§ WRITTEN EXERCISE:
Leave the pictures out and transcribe every record exactly.

Extracted data entries:
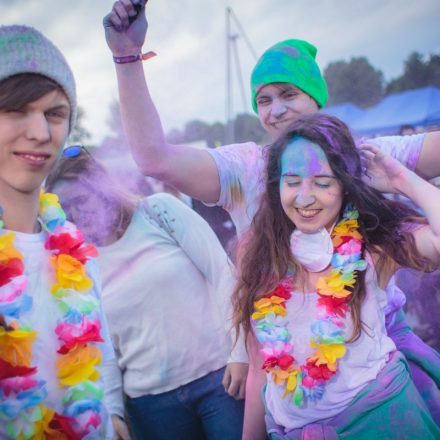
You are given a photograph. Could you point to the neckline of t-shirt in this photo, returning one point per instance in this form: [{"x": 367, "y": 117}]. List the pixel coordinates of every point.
[{"x": 28, "y": 237}]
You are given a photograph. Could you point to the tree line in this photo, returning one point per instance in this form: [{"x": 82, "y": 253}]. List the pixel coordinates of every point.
[{"x": 355, "y": 81}]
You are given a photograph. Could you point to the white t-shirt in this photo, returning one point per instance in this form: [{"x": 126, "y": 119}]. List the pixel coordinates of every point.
[
  {"x": 361, "y": 364},
  {"x": 242, "y": 168},
  {"x": 166, "y": 293},
  {"x": 44, "y": 316}
]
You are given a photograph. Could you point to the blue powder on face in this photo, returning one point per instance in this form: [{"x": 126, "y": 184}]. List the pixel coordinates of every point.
[{"x": 303, "y": 158}]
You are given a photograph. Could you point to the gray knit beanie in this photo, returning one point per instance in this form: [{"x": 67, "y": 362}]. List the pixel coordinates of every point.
[{"x": 25, "y": 50}]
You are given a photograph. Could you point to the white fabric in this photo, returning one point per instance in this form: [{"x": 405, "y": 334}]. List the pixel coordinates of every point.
[
  {"x": 313, "y": 251},
  {"x": 44, "y": 315},
  {"x": 241, "y": 169},
  {"x": 362, "y": 362},
  {"x": 168, "y": 321}
]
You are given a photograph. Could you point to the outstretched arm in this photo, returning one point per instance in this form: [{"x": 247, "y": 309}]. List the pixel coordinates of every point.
[
  {"x": 190, "y": 170},
  {"x": 418, "y": 152},
  {"x": 428, "y": 165},
  {"x": 388, "y": 175}
]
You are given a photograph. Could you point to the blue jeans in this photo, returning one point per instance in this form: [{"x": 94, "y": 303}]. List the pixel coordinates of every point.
[{"x": 198, "y": 410}]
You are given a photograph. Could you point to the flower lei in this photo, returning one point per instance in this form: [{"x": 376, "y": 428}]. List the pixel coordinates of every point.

§ RESPONSE:
You are given a photograph. Could you point to the neckline of t-shirt in this photo, returning one point per instance in this form: [{"x": 367, "y": 117}]. List the pixel coordinates of every point.
[{"x": 28, "y": 237}]
You are given a photograph. Could you point to the tree line in this photo, returning one point per instance in this form: [{"x": 82, "y": 253}]. List the pixel coordinates of every point.
[{"x": 355, "y": 81}]
You are given a photograph. Could you point to the white t-shirt in this photo, returning one point per instance in this form: [{"x": 126, "y": 119}]. List the pixel coordinates of every point.
[
  {"x": 361, "y": 364},
  {"x": 242, "y": 168},
  {"x": 166, "y": 293},
  {"x": 44, "y": 316}
]
You are given a photograph. Could you point to the blue powder on face in this photo, returning one point per instance in this form: [{"x": 126, "y": 184}]. List the pixel coordinates of every point.
[{"x": 303, "y": 158}]
You are given a photograph. Could you point to the gray knit beanie in this photo, returning one point per instance in this form: [{"x": 67, "y": 362}]. List the pixel coordinates of every point.
[{"x": 25, "y": 50}]
You are given a photograph. Could you point to the white fabric in this photo, returning one point per instance in this form: [{"x": 405, "y": 334}]. List the pixel coordinates of every point.
[
  {"x": 313, "y": 251},
  {"x": 44, "y": 315},
  {"x": 241, "y": 169},
  {"x": 362, "y": 362},
  {"x": 168, "y": 321}
]
You are given a photograph. Could you point to the outstretched arm in this photo, returning one point per instance in this form: [{"x": 247, "y": 309}]. List the pixel coordinates of every point.
[
  {"x": 190, "y": 170},
  {"x": 418, "y": 152},
  {"x": 428, "y": 165},
  {"x": 388, "y": 175}
]
You are given a photograph. Could you point to the blue jeans in this photo, returning one point per instance in this form: [{"x": 94, "y": 303}]. List the pixel coordinates of every point.
[{"x": 198, "y": 410}]
You are given a photograph. Could you point to the flower lei in this photo, returning one point per instance in this form: [{"x": 376, "y": 428}]. List the pixel coordinates of every point.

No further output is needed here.